## A FAZER
[1] No relato da marcha para o Acre, quem comandava a força de infantaria que o piquete da vanguarda assinalou?
[2] Escreva a continuação do relato da marcha para o Acre a partir da última frase apresentada.

## TRECHO
┄┄┄┄┄┄┄┄┄┄

Recebi este oficial às 12 horas da noite e à uma hora
em ponto estava em marcha com trezentos homens, para o Acre, deixando o Coronel
Brandão à frente das forças de “Porto
Rico”.
No dia 11 de Maio cheguei ao “Ina”, onde encontrei um comboio. Vi logo que o comboeiro sabia de
muita coisa. Fi-lo prender e o interroguei, confessando-me tudo que lá fora se
dizia. Acampei para a refeição e seguimos à noite. Às 6 horas, mais ou menos, o
meu piquete da vanguarda assinalou a presença de força. Feito o reconhecimento,
verificou-se ser uma força de infantaria comandada pelo Tenente Veríssimo.
Parte dessa força era de linha e parte de acreanos que para ela se haviam
passado. O General Olympio, na suposição de que eu não viesse com força,
mandou-o para me prender. O Tenente não soube explicar-se e, em lhe dizendo eu
qual a sua verdadeira comissão, negou peremptoriamente, sob a sua “palavra de oficial do Exército”.
À noite continuei a marcha, este oficial regressou
também com os seus soldados. Em chegando pela manhã a um ponto em que o
varadouro se bifurca para “Boa Fé” e
“Iracema”, fiz a minha força seguir
para este lugar e disse ao Tenente que podia seguir para o seu acampamento,
levando, porém, uma carta que nesse momento escrevi ao General Olympio, na qual
lhe disse que, não compreendendo as razões do seu procedimento, havia resolvido
não sair em “Boa Fé”, minha base de
operações, mas em “Iracema”, onde
tomaria, com os meus companheiros, o destino que a situação excepcional, que
ele havia criado, me aconselhasse, ficando, porém, ele certo de que quem se
tinha assim sacrificado pela Pátria, dificilmente se deixaria enxovalhar.

┄┄┄┄┄┄┄┄┄┄

## DADOS ARMAZENADOS
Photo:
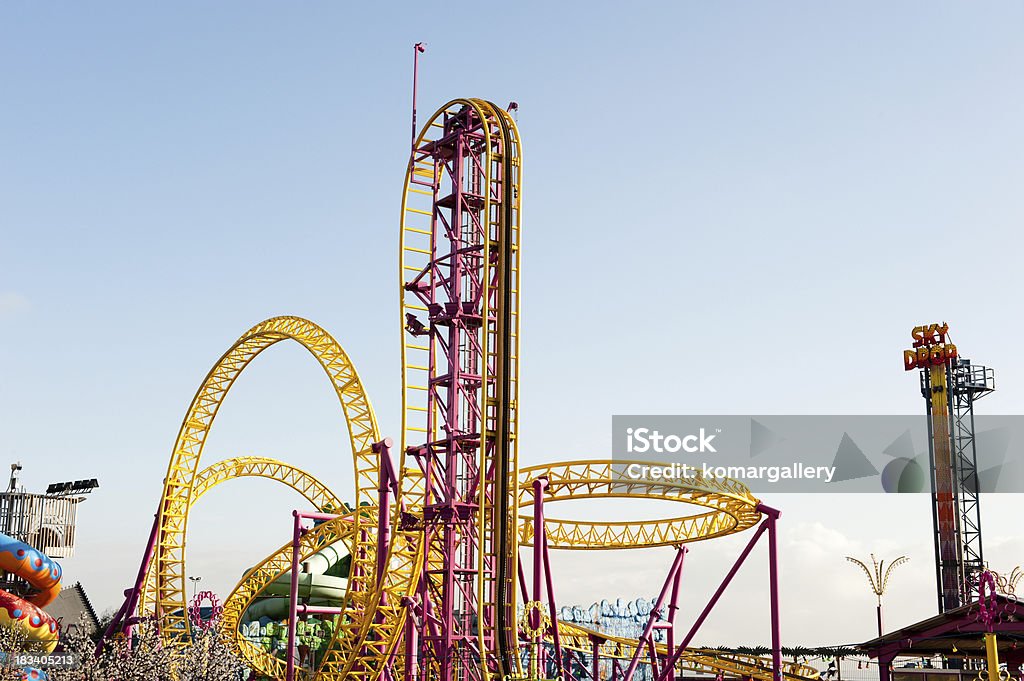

┄┄┄┄┄┄┄┄┄┄

## AS RESPOSTAS
[1] O Tenente Veríssimo.

[2]
Os soldados acreanos que acompanhavam o Tenente
quiseram acompanhar-me; eu, porém, os fiz voltar com ele ao 27° batalhão, onde
deveriam ficar por se haverem tornado indignos de nós. À tarde chegamos a “Iracema” e momentos depois ali aportava
uma lancha trazendo um Capitão do Exército com este recado do General Olympio:
– O Sr. General manda
dizer que está de posse da sua carta e lhe envia esta lancha para que vá ter
uma conferência com ele, garantindo-lhe que não será desfeiteado.
Respondi-lhe:
– Diga ao Sr. General
que estou de posse do seu recado, que não aceito a conferência e que também não
me deixarei desfeitear.
O Capitão regressou.
No dia seguinte publiquei uma ordem do dia, dissolvendo
o Exército Acreano, visto o General brasileiro ter invadido o Acre Meridional e
assumido clandestinamente o seu Governo, que aliás não estava acéfalo. Todos
seguiram armados para as suas casas, e eu baixei com os meus oficiais que
desejaram descer. Em caminho vimos, desolados, os armazéns da Revolução
entregues ao saque, por ordem do General Olympio. Descemos para Manaus,
encerrando desta forma a parte mais profícua da Revolução.
Plácido de Castro (CASTRO)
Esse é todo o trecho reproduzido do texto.